** Opening EXERCISE TEXT block **
Funerals are never particularly pleasant affairs but in Egypt, they are important social events. They’re as prominent on the social calendar as any major celebration with attendance being even more mandatory than for more joyful events, like weddings. Last week, in an effort to tackle the spread of the COVID-19 virus, the government of Egypt banned public funeral gatherings. So Egyptians made them smaller, more intimate affairs, at their homes, with rooms full of mourners in masks.

The most populous country in the Arab world, with 100 million people straining its seams, Egypt has weaknesses that make it susceptible to a serious outbreak. Significantly more sophisticated and well-equipped health care systems in Western countries are expected the creak under the impact of a full-blown outbreak and Egypt’s already overburdened public health system is even less prepared for such a challenge. As of March 18, Egypt has announced 196 cases of COVID-19; considering the nature of the virus, the number could be significantly higher.

Funerals were only part of a clampdown on public gatherings; employees in Egypt’s vast public sector have been asked to work remotely where possible or, if not, on rotating schedules to limit interaction, the exception being those working in power generation, transportation services, hospitals, and ambulance and sanitation services. Any employees with existing chronic conditions that would make them more vulnerable to the virus, along with pregnant women or those caring for children under the age of 12, were given exceptional leave. Crucially, this type of leave is paid and may not be deducted from ordinary leave.

All flights in and out of Egypt will be suspended from March 19 through 31, although visiting foreign nationals will be allowed to finish up their trips and leave as originally planned. The flight suspensions will leave domestic aviation with a hefty bill of EGP 2.25 billion, according to Prime Minister Mustafa Madbouly. Cinema, theatre, and sports events have all been suspended for two weeks. As of March 15, all schools and universities and private tutoring centers were closed down for two weeks, with the Ministry of Interior vowing swift legal action against violators. 

It’s all come on the heels of the worst storm in decades, which caused widespread flooding, complicated by a perennially unfit and run-down infrastructure, leading to the deaths of 21 people. Five days after the storm, some economically disadvantaged urban areas are still without water, robbing people of their major defense against the virus: hand-washing.
** Closing EXERCISE TEXT block **
STUDY QUESTIONS
A - Translate this sentence from the article on Egypt and COVID-19 into Spanish: "Cinema, theatre, and sports events have all been suspended for two weeks."
B - Continue the article on Egypt and COVID-19 from its last sentence.
** Opening SUPPLIED DATA block **
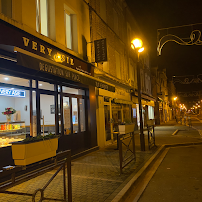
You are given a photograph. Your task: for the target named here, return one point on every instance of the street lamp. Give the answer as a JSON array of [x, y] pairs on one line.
[[136, 44]]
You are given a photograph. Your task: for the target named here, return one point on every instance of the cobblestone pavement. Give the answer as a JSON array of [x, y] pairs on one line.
[[96, 176]]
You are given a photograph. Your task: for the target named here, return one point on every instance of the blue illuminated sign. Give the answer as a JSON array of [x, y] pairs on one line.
[[12, 92]]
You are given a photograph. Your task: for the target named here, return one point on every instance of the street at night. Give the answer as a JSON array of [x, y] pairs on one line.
[[100, 100]]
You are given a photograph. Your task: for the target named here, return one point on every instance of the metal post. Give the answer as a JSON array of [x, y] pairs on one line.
[[120, 153], [133, 139], [142, 141], [69, 180]]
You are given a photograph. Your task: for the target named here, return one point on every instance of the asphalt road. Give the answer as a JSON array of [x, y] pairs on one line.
[[179, 176]]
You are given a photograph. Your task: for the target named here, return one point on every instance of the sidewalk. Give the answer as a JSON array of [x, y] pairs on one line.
[[95, 177]]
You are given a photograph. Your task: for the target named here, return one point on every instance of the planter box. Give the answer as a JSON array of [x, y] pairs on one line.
[[28, 153], [128, 128]]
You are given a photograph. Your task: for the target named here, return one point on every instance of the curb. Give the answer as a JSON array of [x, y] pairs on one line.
[[122, 195]]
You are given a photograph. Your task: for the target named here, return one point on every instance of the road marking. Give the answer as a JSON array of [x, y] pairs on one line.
[[92, 178], [91, 164]]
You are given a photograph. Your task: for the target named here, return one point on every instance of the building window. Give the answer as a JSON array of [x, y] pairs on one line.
[[42, 17], [6, 8], [71, 29], [68, 31], [118, 65]]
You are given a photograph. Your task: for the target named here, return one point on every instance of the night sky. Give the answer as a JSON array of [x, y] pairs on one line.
[[177, 59]]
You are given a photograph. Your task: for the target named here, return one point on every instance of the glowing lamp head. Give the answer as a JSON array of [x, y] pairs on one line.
[[136, 43], [141, 50]]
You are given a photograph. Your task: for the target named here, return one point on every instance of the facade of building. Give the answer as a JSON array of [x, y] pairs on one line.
[[53, 75], [113, 21], [46, 74]]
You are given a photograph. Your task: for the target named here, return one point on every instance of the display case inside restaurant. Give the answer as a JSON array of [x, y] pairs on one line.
[[11, 132]]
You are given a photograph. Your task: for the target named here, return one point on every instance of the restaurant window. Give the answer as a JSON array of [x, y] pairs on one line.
[[6, 7], [14, 108], [47, 111]]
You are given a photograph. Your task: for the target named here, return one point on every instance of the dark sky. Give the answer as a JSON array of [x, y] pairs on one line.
[[177, 59]]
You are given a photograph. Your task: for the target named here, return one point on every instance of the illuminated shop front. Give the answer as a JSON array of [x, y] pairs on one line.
[[113, 109], [50, 90]]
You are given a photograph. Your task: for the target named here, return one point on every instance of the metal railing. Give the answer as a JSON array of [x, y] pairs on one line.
[[63, 164], [151, 136], [124, 159]]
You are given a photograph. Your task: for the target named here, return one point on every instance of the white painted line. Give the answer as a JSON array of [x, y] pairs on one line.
[[91, 164]]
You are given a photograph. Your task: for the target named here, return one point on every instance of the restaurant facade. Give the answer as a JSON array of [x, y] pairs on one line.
[[51, 91]]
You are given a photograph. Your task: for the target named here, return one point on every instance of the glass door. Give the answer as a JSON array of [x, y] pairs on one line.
[[66, 115]]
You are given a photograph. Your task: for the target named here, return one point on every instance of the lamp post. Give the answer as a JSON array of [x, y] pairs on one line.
[[136, 44]]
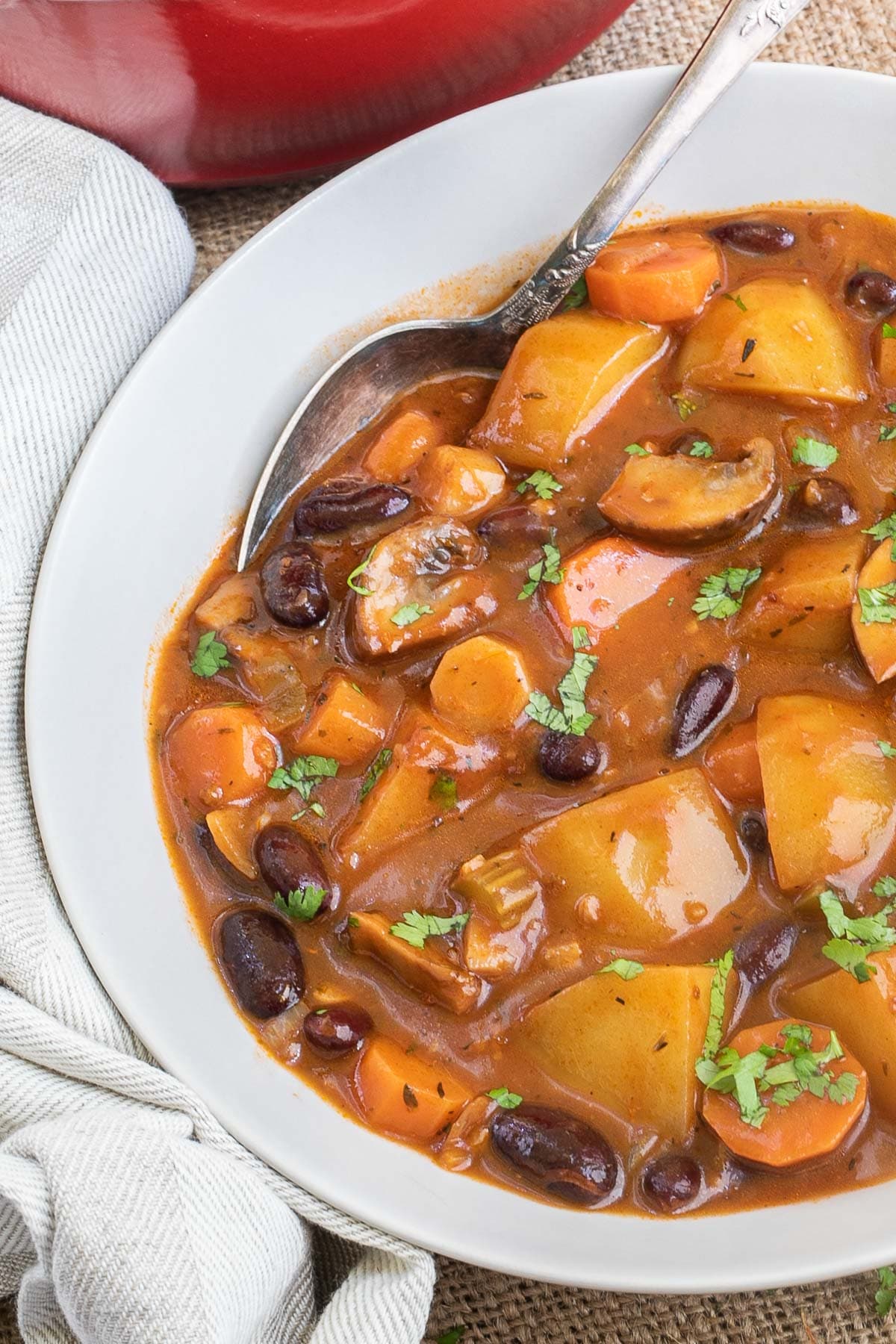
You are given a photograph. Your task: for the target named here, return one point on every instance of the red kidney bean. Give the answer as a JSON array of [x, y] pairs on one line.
[[871, 293], [762, 951], [821, 503], [287, 862], [755, 237], [261, 961], [293, 586], [704, 702], [348, 502], [672, 1182], [566, 1156], [566, 757], [339, 1030], [511, 524]]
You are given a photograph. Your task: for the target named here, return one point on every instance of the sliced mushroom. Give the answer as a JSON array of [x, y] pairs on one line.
[[425, 969], [688, 499], [423, 585]]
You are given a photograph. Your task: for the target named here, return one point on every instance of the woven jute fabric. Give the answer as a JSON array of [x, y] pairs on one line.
[[494, 1307]]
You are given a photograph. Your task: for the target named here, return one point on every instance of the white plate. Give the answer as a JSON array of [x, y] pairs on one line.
[[173, 461]]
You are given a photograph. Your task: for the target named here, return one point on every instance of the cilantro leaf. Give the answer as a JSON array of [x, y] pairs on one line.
[[301, 903], [623, 968], [444, 791], [210, 656], [876, 605], [302, 774], [723, 594], [812, 452], [886, 1295], [410, 613], [544, 485], [883, 531], [543, 571], [417, 927], [576, 296], [356, 573], [374, 772], [505, 1098]]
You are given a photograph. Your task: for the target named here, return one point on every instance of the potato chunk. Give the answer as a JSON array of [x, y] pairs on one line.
[[830, 793], [680, 499], [481, 685], [801, 349], [561, 376], [864, 1016], [628, 1045], [426, 969], [608, 578], [662, 858], [460, 482], [344, 724], [876, 640], [803, 605]]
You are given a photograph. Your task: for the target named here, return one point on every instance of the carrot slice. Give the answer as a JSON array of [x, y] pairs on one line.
[[655, 277], [808, 1125], [732, 764], [403, 1095]]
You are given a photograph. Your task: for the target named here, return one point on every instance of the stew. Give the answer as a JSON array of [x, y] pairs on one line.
[[535, 792]]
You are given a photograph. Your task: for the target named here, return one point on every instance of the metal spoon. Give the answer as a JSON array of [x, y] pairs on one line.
[[375, 371]]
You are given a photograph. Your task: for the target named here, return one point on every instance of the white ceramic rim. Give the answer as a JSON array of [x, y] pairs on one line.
[[82, 726]]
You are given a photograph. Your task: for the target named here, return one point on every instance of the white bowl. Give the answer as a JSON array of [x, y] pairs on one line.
[[169, 468]]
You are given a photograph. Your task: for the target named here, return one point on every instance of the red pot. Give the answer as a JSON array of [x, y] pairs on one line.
[[231, 90]]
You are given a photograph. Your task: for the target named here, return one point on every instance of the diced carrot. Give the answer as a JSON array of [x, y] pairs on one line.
[[655, 277], [808, 1127], [886, 358], [220, 754], [481, 685], [460, 482], [608, 578], [401, 447], [344, 724], [732, 764], [403, 1095]]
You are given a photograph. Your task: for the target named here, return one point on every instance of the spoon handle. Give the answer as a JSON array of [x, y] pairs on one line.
[[743, 30]]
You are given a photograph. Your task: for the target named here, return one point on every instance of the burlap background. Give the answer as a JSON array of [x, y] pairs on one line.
[[492, 1307]]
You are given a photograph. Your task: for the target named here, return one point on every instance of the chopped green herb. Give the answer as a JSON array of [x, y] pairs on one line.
[[813, 452], [417, 927], [883, 531], [886, 1295], [444, 791], [684, 405], [505, 1098], [855, 940], [723, 594], [302, 774], [410, 613], [375, 771], [302, 903], [544, 485], [623, 968], [356, 573], [543, 571], [210, 656], [573, 718], [876, 606], [576, 297]]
** Closing SUPPLIED DATA block **
RESULTS
A - El cine, el teatro y los eventos deportivos han quedado suspendidos durante dos semanas.

B -
Social media helped supply further uncertainty; the government warned people against rumors, including one widely circulated WhatApp audio message claiming a curfew was imminent and urging people to stockpile goods, or others which claimed that the second academic semester had been cancelled or yet others which claimed that a plague of black locusts was on its way to Egypt. Egyptians have a tendency to assume that their governments aren’t always providing the most accurate picture and faced with uncertainty, they have deployed their secret weapon: their famous sense of humor. Social media is chock full of memes and jokes about the virus and its spread, including one which, to use an unfortunate term, has gone viral — a catchy public demonstration memo, declaring the Egyptians would stop social kissing on greeting to thwart the virus.

The sense of humor, while valuable, has its limits; consumers attempted to make up for the lack of actual locusts by descending on supermarkets and panic buying, prompting Prime Minister Madbouly to call on people to remain calm (and, more importantly, stop buying). The government has also moved quickly to stem the hemorrhage caused by the pandemic; it announced the allocation of EGP 100 billion toward combatting the virus, although it has not delineated how the money would be allocated. More concretely, the Central Bank announced the largest emergency rate cut since the devaluation four years ago, of three percentage points. It also instituted a new overnight deposit rate of 9.25 percent, an overnight lending rate of 10.25 percent, and a main refinancing operations rate of 9.75 percent. The Central Bank also instructed all banks to postpone any dues and payments on loans taken out by individuals and companies for the next six months, and to raise daily transaction limits on credit cards, canceling fees and commissions on POS and ATM withdrawals.

In an attempt to “encourage people to remain at home” and to help with remote learning during the school closures, the Ministry of Telecommunications upped internet bundle quotas by 20 percent. The National Telecom Regulatory Authority will pick up the EGP 200 million tab.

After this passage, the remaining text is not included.